[Required action]:
Restate word for word the lines beginning with the one that contains "reflection of building" and ending at the bottom of the records below, both included.

[Data shown]:
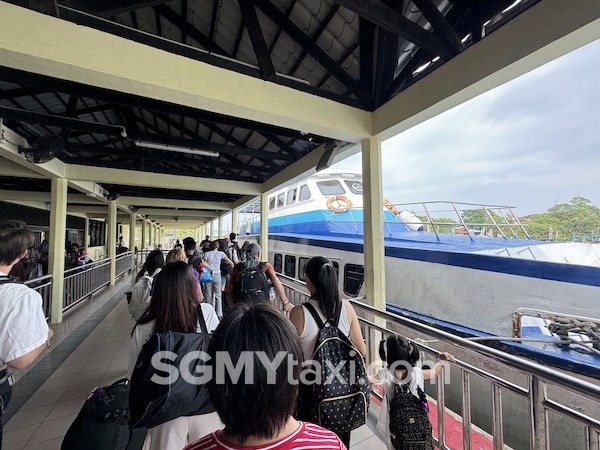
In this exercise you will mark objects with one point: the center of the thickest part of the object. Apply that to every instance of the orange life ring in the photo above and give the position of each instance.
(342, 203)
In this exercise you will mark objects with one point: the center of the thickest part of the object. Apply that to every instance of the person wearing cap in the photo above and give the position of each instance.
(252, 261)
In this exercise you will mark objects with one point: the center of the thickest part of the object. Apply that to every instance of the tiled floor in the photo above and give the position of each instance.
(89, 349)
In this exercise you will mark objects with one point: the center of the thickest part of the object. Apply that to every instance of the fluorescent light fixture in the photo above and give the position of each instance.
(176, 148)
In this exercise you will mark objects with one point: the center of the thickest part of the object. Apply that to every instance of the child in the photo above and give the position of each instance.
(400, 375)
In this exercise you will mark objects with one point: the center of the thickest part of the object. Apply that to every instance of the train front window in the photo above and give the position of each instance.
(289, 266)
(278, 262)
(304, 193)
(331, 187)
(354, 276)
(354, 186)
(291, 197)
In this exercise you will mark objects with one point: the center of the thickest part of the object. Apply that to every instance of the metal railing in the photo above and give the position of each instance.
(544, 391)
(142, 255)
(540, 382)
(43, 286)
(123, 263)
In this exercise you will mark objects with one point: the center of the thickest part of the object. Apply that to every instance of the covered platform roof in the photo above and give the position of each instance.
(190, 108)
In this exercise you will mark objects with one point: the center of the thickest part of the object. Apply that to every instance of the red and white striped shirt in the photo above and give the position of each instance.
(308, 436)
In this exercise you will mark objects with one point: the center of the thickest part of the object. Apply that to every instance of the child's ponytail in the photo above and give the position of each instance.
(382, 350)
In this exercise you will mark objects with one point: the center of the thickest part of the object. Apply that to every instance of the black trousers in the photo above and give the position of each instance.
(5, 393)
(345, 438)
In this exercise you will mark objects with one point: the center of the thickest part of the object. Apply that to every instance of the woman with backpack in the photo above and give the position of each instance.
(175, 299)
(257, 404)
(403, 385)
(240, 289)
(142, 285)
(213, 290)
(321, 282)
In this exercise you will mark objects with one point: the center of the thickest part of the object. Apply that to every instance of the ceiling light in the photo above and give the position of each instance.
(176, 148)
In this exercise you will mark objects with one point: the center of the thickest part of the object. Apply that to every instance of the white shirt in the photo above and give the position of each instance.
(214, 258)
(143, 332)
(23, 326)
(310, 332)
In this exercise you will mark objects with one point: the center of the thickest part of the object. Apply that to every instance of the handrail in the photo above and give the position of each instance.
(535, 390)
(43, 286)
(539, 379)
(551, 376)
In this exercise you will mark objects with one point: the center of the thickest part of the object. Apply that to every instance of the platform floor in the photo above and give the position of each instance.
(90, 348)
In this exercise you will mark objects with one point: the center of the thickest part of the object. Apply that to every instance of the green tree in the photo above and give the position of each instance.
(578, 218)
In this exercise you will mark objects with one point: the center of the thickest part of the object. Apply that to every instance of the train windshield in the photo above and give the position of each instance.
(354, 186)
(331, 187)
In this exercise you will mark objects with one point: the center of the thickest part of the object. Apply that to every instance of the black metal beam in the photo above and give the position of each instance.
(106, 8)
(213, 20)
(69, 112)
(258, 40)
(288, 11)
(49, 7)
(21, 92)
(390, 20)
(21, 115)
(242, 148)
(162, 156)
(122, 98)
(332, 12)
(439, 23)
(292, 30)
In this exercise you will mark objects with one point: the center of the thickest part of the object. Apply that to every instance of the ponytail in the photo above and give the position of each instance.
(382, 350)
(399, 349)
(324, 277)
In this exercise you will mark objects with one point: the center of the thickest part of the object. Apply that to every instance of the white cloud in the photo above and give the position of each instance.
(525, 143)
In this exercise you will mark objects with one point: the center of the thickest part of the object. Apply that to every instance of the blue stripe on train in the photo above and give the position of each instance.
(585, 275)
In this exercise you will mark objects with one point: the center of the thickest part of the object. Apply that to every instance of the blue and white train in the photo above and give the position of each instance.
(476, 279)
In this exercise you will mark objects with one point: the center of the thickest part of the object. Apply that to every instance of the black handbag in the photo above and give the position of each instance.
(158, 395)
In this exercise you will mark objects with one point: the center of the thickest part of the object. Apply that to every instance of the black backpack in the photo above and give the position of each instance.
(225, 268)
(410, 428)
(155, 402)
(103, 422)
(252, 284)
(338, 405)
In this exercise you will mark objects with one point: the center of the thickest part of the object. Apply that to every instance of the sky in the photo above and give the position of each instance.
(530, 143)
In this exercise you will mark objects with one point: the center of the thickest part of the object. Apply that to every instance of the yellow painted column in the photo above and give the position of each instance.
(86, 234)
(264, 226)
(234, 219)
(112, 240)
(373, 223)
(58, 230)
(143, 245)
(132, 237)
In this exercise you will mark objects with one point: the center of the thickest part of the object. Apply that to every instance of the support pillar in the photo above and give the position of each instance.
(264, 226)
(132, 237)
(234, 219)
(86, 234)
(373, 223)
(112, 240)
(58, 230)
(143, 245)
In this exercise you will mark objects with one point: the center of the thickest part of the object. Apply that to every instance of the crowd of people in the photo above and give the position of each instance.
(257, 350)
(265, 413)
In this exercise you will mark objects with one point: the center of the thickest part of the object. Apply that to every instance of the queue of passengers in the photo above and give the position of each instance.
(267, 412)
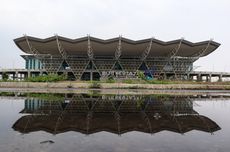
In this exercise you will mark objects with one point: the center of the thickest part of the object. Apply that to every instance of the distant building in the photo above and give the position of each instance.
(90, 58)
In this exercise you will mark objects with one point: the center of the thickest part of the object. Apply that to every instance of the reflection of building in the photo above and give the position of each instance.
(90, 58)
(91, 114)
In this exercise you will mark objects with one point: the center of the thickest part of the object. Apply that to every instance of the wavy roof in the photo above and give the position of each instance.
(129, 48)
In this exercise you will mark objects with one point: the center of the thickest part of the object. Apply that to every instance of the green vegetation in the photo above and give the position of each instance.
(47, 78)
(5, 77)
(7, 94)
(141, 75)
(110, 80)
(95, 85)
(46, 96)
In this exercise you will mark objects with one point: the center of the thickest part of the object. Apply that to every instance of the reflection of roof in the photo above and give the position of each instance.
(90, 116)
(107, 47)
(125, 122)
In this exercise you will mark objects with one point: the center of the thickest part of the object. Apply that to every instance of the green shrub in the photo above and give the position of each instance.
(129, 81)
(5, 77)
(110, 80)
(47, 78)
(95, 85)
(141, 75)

[Response to the task]:
In this exercise you will mark objects with one point: the center of the thickest part of the object. Apply that to every instance of the reflection of building in the photo above and give the position of each instance.
(90, 58)
(91, 114)
In this exercise you will mark objects with one point: the center of the thickest part of the object. Apply that to every instance of the wavy roof in the photo above and give the position of each instance.
(129, 48)
In this exercise you will mark objects with one point: the center of the thickest part of the object. Apply that to every instance of the green vegetation in the photo above and give the position of each instance.
(47, 78)
(5, 77)
(7, 94)
(141, 75)
(110, 80)
(95, 85)
(46, 96)
In this exercise you will mark objects with one point: the center of the thickest part of the object. Apply that to every instance of the reflection of roof in the photo above and give the position of each instance.
(90, 116)
(107, 47)
(125, 122)
In this exercise you will mark objects with one point: the center of the thickest part of the object. Apply that to every instance of the green shrub in the photo above and give the position of each instance.
(129, 81)
(5, 77)
(110, 80)
(47, 78)
(95, 85)
(141, 75)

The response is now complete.